[Entries from a dataset]
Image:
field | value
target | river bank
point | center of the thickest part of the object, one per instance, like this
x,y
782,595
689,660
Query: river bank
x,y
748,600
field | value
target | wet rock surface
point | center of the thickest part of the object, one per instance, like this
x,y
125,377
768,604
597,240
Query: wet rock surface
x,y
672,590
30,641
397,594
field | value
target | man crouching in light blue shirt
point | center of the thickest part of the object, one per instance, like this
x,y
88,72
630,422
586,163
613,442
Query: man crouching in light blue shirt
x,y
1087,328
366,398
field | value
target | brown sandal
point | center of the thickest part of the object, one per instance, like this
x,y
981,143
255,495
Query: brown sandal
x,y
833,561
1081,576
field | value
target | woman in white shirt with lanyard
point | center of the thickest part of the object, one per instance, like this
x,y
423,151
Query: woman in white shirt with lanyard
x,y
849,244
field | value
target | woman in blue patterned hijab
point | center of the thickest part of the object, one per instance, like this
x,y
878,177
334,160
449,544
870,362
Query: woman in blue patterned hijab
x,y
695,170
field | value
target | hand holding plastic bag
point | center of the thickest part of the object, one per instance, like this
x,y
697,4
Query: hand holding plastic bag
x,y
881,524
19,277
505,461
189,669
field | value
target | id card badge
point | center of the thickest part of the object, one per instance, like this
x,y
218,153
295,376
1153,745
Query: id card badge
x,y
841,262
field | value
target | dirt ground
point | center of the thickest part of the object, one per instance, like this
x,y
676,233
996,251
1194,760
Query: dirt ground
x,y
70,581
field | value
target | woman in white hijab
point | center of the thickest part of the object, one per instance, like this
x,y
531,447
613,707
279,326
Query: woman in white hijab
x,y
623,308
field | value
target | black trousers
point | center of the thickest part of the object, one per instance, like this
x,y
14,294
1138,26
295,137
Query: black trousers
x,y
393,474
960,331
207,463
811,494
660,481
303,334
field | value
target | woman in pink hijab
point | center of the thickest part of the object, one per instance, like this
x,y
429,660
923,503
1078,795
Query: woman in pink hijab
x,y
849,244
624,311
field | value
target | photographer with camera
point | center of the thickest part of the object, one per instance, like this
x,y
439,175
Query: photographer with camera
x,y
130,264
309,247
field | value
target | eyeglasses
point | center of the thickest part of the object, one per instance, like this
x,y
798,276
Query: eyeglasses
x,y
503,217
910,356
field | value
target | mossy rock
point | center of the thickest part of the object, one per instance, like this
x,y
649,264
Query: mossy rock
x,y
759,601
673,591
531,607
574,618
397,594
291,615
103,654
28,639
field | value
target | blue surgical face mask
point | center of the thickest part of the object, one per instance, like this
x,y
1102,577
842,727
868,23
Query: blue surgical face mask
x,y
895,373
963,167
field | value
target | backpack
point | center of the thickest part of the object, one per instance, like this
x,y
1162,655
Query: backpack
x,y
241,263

Task directions: Repeat the material word for word, in full.

Written response:
Image:
field | value
target | river bank
point | center of the thickest part of the object, one per instance, like this
x,y
782,595
689,660
Query: river bank
x,y
748,600
field | value
target | wet rock surface
point | center of the thickest part of the object, one per instance, like this
x,y
125,377
768,604
597,240
Query: wet rock surface
x,y
672,590
30,641
397,594
field | value
target | man crouching in light blue shirt
point | center of the thickest part of the object, one per instance, like this
x,y
88,72
630,422
586,163
613,442
Query: man crouching in light blue shirt
x,y
1087,328
366,398
field | value
target | brown sandal
point | center of the thickest part of the object, one per instance, like this
x,y
981,143
255,495
Query: brown sandal
x,y
833,561
1081,576
field | value
target | woman in white shirt with lanyard
point | center of the thickest part of the object, one per instance, like this
x,y
423,151
Query: woman in white shirt with lanyard
x,y
849,244
field | value
target | woman in blue patterned hijab
point | center of the thickest part of the object, one per instance, like this
x,y
878,177
334,160
449,544
870,362
Query: woman in blue patterned hijab
x,y
695,170
field | value
target | hand holding plastic bag
point | center of the thickest part of the object, one per instance, like this
x,y
697,4
Query: hand holding plastic bag
x,y
881,524
19,277
505,461
189,669
field | value
target | id card badge
point | center of the thickest part of the object, one per instance, like this
x,y
218,153
295,376
1153,745
Query: id card badge
x,y
841,262
field | value
target | dirt ground
point | center of the thickest part of the object, one per instance, like this
x,y
676,233
996,251
1194,760
Query: dirt ground
x,y
70,581
field | value
target | woman in white hijab
point | center of the thickest part of the object, one per instance, like this
x,y
531,447
613,707
279,326
Query: woman in white hijab
x,y
623,308
field | value
target | black trousers
point | center of the thickest part of the object, one per instance, like this
x,y
14,294
1138,26
295,137
Query: black trousers
x,y
393,474
960,331
207,463
811,494
660,481
303,334
field | value
target | woman in pink hijab
point | center of the thickest part of the object, one per instance, like this
x,y
429,660
923,503
1078,795
Query: woman in pink hijab
x,y
849,244
624,311
field | value
target | photographer with camera
point | center of the thickest part of the object, one per instance, like this
x,y
439,175
Query: photographer with camera
x,y
130,264
309,247
field | value
target | eyeglasses
point | center of the thickest part of the object, one per instance, like this
x,y
798,276
Query: eyeglasses
x,y
503,217
910,356
field | value
target | mossy rock
point | center of the thickest part of the object, one per instance, like this
x,y
649,264
Query: mossy rock
x,y
759,601
673,591
531,607
574,618
397,594
291,615
103,654
28,639
field | value
target | blue surgical face mask
point | center of the thickest part of the object, one per instance, like this
x,y
1102,577
842,727
868,23
Query: blue surgical face mask
x,y
895,373
963,167
field | value
target | backpack
point | center of the thickest part of the object, one per instance, like this
x,y
1162,655
Query: backpack
x,y
241,263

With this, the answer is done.